### TASK TO CARRY OUT
When a line below holds the string "negative", show that line.

### Dataset entries

- - - - -

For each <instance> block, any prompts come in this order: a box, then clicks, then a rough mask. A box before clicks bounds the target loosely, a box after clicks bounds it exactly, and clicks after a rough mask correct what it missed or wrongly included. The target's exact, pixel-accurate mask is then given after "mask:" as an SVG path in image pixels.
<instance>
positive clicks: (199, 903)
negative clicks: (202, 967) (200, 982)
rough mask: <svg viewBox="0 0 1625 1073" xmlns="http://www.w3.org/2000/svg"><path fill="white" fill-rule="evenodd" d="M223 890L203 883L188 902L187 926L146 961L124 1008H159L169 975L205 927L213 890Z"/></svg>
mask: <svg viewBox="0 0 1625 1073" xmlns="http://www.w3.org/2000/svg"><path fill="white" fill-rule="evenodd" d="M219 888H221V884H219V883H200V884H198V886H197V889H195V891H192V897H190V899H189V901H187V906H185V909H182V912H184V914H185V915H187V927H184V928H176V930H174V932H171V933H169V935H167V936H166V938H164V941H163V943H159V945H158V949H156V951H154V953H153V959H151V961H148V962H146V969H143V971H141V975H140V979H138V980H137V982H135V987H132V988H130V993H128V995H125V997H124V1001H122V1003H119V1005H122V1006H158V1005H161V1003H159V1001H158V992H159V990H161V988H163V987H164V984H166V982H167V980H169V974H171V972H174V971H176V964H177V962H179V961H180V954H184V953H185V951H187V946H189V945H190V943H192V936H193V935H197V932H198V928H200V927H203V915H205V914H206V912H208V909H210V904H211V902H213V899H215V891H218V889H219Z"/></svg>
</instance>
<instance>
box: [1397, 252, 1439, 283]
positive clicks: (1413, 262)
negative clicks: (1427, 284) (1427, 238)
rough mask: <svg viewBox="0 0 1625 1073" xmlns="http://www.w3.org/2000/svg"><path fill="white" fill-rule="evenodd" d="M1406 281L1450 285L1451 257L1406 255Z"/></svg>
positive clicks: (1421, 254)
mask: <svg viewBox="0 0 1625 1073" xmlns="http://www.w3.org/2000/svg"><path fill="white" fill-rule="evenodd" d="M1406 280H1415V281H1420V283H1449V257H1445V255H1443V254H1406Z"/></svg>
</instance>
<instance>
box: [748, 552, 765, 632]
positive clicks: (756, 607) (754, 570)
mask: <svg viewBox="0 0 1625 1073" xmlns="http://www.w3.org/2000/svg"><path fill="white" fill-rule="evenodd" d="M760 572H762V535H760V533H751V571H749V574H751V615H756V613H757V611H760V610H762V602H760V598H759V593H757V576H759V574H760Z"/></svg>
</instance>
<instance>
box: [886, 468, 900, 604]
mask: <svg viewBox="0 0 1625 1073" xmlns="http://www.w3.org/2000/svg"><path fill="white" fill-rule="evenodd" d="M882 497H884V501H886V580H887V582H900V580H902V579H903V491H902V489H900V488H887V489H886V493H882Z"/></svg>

- - - - -

### SOLUTION TO THIS PROBLEM
negative clicks: (202, 967) (200, 982)
negative clicks: (1427, 284) (1427, 238)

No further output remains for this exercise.